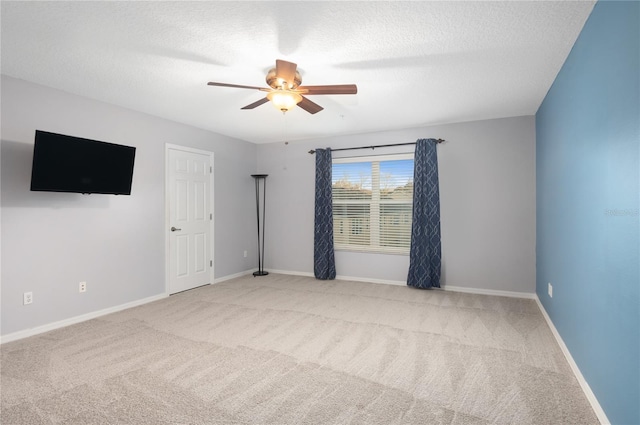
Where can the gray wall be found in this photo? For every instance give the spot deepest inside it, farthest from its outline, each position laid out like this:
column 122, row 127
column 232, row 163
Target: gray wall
column 52, row 241
column 487, row 190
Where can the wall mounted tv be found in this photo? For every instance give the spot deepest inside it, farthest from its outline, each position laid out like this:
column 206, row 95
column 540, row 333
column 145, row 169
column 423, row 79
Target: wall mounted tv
column 72, row 164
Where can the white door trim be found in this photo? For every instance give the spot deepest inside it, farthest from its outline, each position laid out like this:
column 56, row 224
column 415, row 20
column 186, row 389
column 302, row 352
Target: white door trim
column 167, row 224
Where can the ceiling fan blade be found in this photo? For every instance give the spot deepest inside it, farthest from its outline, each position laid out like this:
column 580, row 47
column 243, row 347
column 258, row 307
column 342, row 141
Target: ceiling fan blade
column 309, row 106
column 286, row 70
column 237, row 86
column 333, row 89
column 256, row 104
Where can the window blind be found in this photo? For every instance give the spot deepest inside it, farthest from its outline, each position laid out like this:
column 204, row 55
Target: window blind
column 372, row 203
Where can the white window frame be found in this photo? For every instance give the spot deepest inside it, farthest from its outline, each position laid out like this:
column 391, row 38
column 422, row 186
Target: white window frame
column 374, row 210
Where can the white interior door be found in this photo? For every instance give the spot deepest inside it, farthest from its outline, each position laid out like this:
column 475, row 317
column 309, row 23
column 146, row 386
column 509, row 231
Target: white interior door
column 189, row 223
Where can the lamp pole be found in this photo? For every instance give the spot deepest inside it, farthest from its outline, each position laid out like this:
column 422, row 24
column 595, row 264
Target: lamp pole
column 260, row 178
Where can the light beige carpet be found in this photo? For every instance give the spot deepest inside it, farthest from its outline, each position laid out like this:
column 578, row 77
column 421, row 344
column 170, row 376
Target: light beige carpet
column 293, row 350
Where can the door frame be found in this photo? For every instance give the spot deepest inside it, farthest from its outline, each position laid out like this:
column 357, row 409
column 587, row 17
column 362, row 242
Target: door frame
column 167, row 217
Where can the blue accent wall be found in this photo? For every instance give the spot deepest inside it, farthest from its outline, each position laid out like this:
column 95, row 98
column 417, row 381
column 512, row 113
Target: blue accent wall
column 588, row 185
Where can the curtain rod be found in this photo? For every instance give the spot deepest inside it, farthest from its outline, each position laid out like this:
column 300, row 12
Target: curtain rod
column 312, row 151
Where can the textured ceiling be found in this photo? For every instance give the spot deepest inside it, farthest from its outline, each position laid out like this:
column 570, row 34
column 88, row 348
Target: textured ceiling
column 415, row 63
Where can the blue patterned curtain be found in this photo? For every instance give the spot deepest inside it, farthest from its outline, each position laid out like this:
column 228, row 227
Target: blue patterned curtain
column 324, row 263
column 425, row 255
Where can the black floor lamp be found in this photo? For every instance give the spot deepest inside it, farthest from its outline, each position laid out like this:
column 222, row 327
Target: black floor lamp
column 259, row 178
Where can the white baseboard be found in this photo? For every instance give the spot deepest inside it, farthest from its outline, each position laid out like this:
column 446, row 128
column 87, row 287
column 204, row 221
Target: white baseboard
column 77, row 319
column 591, row 397
column 495, row 292
column 293, row 273
column 233, row 276
column 479, row 291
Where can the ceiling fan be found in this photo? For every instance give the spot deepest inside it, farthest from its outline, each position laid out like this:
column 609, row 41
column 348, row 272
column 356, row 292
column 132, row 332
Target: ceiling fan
column 285, row 91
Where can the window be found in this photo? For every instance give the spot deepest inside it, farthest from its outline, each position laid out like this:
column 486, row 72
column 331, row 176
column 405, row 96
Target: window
column 372, row 203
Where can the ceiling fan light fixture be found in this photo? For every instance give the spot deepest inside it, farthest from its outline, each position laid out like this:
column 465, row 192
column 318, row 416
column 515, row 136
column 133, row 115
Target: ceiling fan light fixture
column 284, row 100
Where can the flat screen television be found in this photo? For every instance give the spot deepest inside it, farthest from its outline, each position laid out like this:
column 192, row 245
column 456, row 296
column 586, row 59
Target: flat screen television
column 72, row 164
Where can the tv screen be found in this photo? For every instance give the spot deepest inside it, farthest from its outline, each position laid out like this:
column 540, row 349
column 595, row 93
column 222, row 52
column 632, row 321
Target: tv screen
column 72, row 164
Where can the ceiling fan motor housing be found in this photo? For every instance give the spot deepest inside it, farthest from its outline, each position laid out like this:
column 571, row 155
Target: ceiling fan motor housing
column 279, row 84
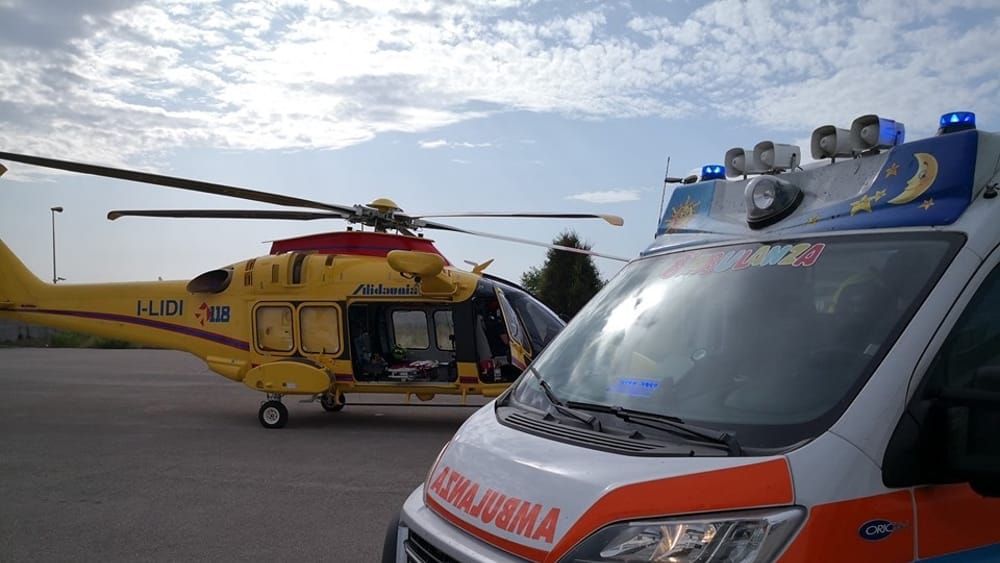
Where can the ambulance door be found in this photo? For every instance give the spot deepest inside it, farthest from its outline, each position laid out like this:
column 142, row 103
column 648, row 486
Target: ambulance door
column 953, row 522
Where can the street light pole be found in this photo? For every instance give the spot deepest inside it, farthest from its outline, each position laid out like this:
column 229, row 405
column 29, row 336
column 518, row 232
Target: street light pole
column 55, row 278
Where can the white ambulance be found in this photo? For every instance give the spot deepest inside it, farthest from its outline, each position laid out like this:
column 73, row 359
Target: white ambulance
column 803, row 367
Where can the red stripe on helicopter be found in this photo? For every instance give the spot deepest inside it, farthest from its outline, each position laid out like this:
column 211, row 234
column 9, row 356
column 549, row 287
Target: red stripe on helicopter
column 355, row 243
column 188, row 331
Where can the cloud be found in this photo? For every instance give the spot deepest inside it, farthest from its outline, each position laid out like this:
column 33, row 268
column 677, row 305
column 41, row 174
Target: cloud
column 113, row 79
column 608, row 196
column 441, row 143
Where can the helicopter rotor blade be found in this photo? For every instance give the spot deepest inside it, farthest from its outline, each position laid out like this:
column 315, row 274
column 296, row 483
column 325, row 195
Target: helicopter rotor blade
column 611, row 219
column 440, row 226
column 175, row 182
column 223, row 214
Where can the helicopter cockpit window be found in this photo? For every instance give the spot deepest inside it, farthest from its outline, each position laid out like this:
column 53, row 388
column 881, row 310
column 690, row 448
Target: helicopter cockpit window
column 410, row 329
column 274, row 328
column 444, row 330
column 319, row 326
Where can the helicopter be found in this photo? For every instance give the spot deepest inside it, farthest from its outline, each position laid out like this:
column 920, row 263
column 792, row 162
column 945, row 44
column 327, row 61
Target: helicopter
column 321, row 316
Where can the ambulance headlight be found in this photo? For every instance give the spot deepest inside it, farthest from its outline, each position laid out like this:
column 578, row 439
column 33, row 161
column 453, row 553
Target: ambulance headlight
column 735, row 537
column 770, row 199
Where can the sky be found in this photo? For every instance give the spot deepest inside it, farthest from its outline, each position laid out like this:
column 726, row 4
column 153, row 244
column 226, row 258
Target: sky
column 441, row 106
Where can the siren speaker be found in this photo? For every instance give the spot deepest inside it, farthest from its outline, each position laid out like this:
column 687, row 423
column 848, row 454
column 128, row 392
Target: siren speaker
column 829, row 141
column 740, row 161
column 777, row 156
column 874, row 132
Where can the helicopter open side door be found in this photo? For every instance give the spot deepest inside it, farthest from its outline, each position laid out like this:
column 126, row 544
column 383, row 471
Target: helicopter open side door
column 520, row 348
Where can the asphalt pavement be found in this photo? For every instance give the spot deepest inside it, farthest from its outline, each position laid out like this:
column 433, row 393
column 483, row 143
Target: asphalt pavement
column 145, row 455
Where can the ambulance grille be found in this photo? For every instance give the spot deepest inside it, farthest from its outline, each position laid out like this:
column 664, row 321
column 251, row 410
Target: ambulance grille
column 589, row 438
column 419, row 550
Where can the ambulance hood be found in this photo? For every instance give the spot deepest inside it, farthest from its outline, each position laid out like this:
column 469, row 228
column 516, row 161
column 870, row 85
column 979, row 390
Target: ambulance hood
column 536, row 497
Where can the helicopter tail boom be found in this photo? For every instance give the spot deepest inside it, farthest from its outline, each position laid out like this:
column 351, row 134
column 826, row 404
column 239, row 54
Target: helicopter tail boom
column 17, row 284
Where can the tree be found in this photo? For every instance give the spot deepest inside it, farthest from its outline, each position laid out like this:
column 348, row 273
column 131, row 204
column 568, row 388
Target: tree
column 567, row 280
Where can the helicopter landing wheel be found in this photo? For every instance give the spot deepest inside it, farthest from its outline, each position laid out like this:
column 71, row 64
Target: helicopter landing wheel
column 330, row 404
column 273, row 414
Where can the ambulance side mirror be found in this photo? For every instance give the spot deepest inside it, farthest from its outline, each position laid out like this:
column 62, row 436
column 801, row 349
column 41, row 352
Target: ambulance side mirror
column 972, row 423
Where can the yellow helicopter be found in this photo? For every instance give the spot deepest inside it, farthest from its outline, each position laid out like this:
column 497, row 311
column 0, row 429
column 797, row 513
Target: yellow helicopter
column 324, row 315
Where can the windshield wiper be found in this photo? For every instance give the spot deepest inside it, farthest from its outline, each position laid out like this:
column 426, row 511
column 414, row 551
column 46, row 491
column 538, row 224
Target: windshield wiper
column 560, row 406
column 665, row 422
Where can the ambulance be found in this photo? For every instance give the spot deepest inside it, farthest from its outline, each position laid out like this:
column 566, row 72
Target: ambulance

++++

# [EXERCISE BRIEF]
Print the material word for word, starting at its beginning and ending at the line containing "column 487, row 190". Leave the pictures out.

# [RESPONSE BELOW]
Where can the gray wall be found in this photo? For every instance give the spot deepest inside it, farthest from its outline, each position laid out like this:
column 122, row 127
column 232, row 163
Target: gray wall
column 52, row 241
column 487, row 190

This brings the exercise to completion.